Somewhere below, one line contains "Pick out each instance of the windshield" and a later line contains "Pick out each instance of the headlight". Output those two lines and everything between them exactly, and nothing else.

> **Data provided**:
=== Begin Enclosure ===

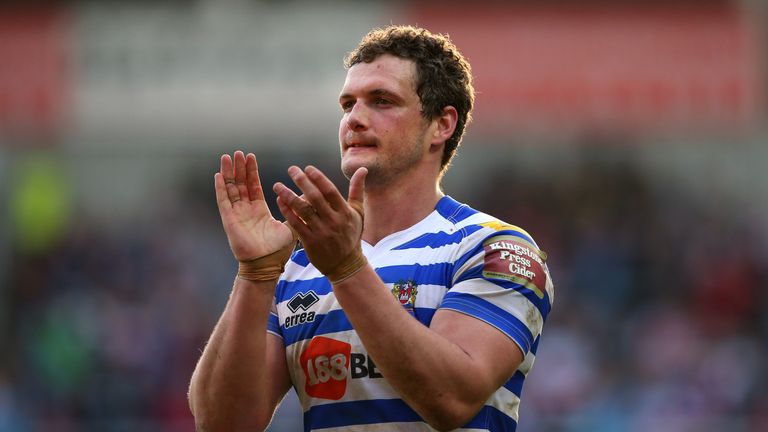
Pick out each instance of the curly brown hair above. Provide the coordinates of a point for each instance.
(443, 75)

=== End Enclosure ===
=== Begin Enclosure ===

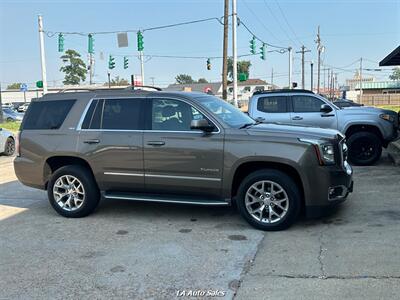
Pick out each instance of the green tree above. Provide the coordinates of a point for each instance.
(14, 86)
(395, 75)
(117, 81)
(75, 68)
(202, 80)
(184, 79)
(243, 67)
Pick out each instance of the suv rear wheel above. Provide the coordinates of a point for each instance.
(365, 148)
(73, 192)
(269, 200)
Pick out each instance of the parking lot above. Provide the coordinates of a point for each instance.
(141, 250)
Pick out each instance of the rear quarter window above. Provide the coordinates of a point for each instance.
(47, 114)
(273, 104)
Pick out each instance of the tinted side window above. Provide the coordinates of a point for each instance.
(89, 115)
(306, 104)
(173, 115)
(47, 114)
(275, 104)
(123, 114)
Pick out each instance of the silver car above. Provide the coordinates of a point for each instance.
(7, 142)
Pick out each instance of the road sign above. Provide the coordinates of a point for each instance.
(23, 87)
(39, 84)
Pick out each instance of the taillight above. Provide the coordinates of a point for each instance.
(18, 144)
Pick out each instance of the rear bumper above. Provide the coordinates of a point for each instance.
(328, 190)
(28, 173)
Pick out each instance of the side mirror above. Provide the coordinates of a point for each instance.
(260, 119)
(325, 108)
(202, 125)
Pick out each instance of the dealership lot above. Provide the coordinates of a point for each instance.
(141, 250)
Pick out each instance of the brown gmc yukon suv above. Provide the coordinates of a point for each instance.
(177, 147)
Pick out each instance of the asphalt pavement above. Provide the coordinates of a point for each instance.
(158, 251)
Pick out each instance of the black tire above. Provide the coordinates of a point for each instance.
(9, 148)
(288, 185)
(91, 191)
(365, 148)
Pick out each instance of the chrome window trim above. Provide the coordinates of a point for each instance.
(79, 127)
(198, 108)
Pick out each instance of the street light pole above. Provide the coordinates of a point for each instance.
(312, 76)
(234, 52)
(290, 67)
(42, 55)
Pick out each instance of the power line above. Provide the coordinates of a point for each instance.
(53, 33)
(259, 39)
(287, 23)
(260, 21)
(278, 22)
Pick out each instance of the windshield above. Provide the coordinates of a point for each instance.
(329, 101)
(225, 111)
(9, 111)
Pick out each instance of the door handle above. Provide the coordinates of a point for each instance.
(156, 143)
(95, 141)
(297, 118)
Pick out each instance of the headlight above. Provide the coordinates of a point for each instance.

=== End Enclosure ===
=== Begin Enclosure ===

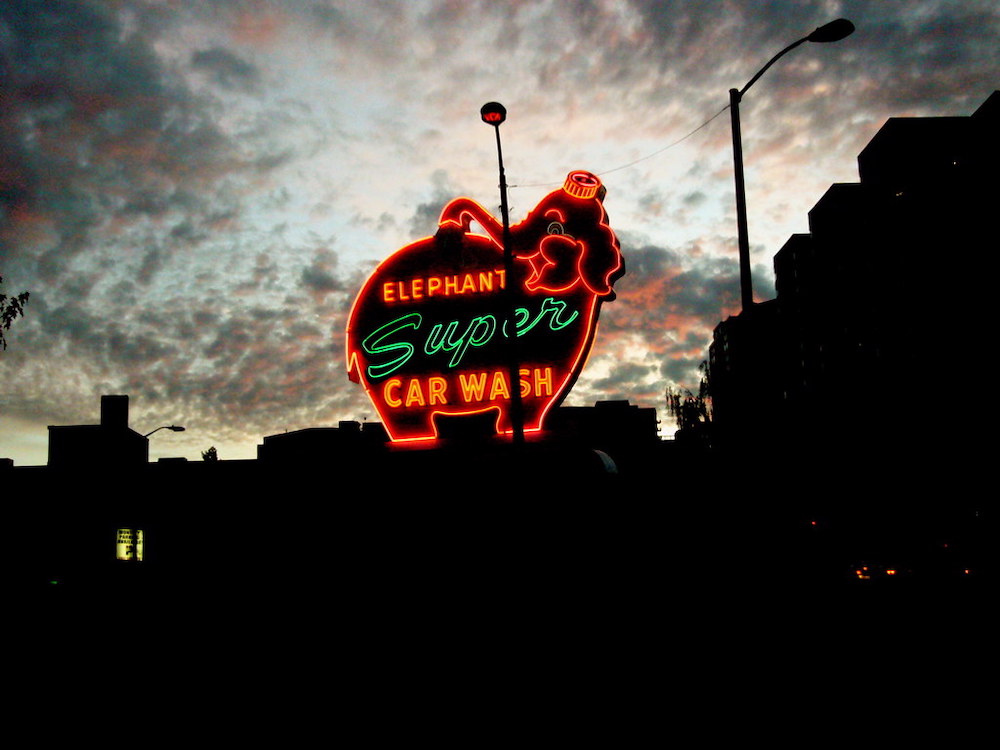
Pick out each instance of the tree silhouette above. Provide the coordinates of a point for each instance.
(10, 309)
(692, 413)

=== End Enclosure ===

> **Result**:
Pick out each instance of the windshield above. Provide the coordinates of a point for each instance.
(329, 101)
(225, 111)
(9, 111)
Pick out each instance of the door handle above. Provide the coordinates of a point for each instance.
(156, 143)
(95, 141)
(297, 118)
Pick out each instance of the headlight above. Provide the coordinates of a point for each instance.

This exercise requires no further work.